- STUDY TEXT -

○ ○ ○ ○

What is Laparoscopy?
Laparoscopy, or minimally-invasive surgery, is a way to perform surgery in the abdomen using only two tiny pencil-sized incisions. Using these 2 ports (generally 5mm), a camera is inserted into the abdomen and the internal structures are magnified in HD viewing, allowing for a more thorough examination. The second port allows surgical instruments to enter the abdomen and perform tasks like biopsies. Recent studies have shown the use of laparoscopy to be a much less traumatic, less painful and faster alternative to traditional procedures.
A L.OVE spay is short for a Laparoscopic OVE (ovariectomy). This is a minimally-invasive spay that removes the ovaries (but not the uterus) from healthy dogs and has been shown to be a less painful alternative to traditional spays. With this technique, 2 small pencil-sized incisions are made in to the abdomen and our laparoscopic equipment is used to perform the surgery.
The ovarian ligament is not torn from the body (the main cause of pain in older/traditional spays), but carefully sealed with virtually no bleeding or pain - we insist on using the Covidien Force-Triad Vessel Sealing Device, the gold standard. No tension is placed on the uterus.
This procedure is performed at a rate of $889, as compared to the traditional spay below.
With traditional spays, a 1"-5” incision is made in the abdominal wall. The ovaries are then blindly hooked (with a spay hook) and the ovarian ligament is torn from the body wall. This tearing causes pain and bruising. In traditional spays, most vets also unnecessarily remove the uterus. Due to the location of the uterus and the attempt to minimize the surgical incision, significant tension is placed on the body of the uterus which may cause trauma and bleeding. Its not too much fun for the vet or the patient. This procedure is performed at a discounted rate of $295.
Laparoscopy is also a less invasive alternative for a preventative gastropexy. This surgery is the only proven method for preventing Gastric Dilatation-Volvulus, or GDV, which is common in large deep chested dogs such as Great Danes, and Boxers (among others).
Current numbers from Police and Military dogs, showed a 25% mortality in dogs not receiving a gastropexy.
This is a rapidly fatal condition where the stomach flips over on itself and strangulates blood flow to the stomach and heart. If not corrected quickly, your pet can die within a few hours. A preventative gastropexy anchors the stomach to the body wall which will prevent the torsion/twist.
Traditionally this stomach tacking required a long incision of at least 8-12 inches. This large extra incision was often a barrier for male patients undergoing a neuter surgery, but with laparoscopic equipment the procedure can be completed quickly and easily. We recommend performing it at the time of the spay or neuter.

○ ○ ○ ○

- WHAT NEEDS TO BE DONE -
Please list every quality that, according to the laparoscopy text, recent studies found laparoscopy to have compared with traditional procedures. The material after this point is separate from the laparoscopy text.

○ ○ ○ ○

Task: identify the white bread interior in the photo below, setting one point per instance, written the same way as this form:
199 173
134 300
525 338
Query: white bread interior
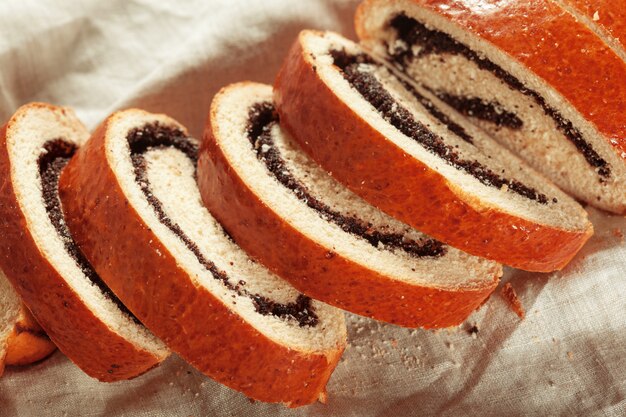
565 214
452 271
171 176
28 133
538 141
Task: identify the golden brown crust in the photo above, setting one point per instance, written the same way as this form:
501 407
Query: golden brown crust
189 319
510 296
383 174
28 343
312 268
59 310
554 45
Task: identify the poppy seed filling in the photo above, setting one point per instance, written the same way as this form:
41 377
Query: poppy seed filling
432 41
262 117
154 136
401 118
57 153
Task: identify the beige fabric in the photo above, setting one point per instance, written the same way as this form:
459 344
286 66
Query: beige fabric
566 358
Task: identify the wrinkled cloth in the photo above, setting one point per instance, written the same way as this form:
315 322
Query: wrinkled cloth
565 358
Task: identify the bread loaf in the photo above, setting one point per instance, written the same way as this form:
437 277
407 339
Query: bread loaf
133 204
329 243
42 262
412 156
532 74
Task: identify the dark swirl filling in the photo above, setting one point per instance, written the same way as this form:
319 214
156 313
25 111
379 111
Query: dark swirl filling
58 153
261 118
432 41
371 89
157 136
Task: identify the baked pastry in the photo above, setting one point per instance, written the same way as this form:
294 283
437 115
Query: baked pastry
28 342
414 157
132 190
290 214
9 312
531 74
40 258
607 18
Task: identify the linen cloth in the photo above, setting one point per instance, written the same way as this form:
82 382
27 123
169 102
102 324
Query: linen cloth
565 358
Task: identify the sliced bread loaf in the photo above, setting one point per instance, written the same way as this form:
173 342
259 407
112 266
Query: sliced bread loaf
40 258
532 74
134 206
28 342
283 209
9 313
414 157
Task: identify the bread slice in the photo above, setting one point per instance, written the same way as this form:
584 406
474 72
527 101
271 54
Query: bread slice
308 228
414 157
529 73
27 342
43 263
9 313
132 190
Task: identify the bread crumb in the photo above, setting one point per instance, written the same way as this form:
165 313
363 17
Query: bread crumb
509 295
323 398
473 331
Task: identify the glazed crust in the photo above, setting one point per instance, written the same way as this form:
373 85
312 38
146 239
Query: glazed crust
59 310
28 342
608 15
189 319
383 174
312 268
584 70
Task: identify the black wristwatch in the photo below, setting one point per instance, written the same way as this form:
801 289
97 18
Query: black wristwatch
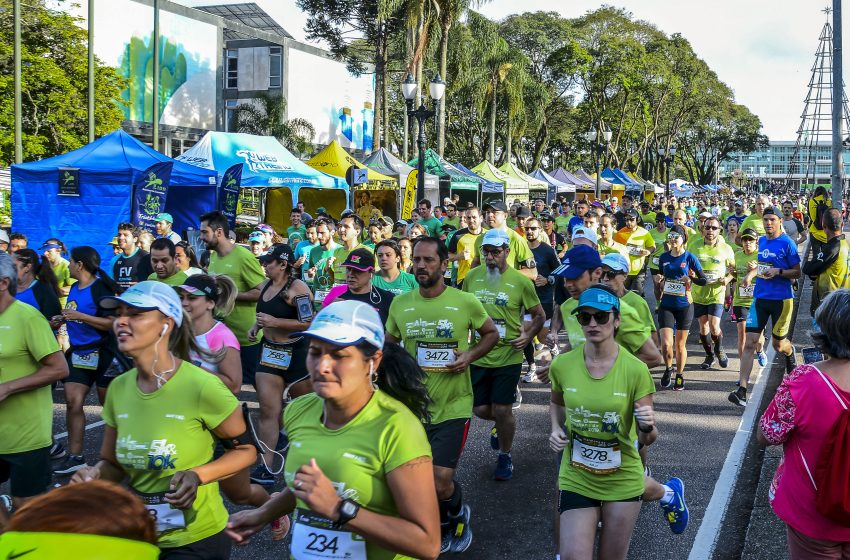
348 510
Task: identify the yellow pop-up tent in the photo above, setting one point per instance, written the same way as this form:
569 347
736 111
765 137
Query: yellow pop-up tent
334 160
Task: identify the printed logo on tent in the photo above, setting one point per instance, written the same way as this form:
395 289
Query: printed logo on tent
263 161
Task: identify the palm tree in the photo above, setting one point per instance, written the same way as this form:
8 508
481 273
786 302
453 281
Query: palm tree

○ ○ ○ ○

- SOLVED PROBLEM -
- Less traumatic
- Less painful
- Faster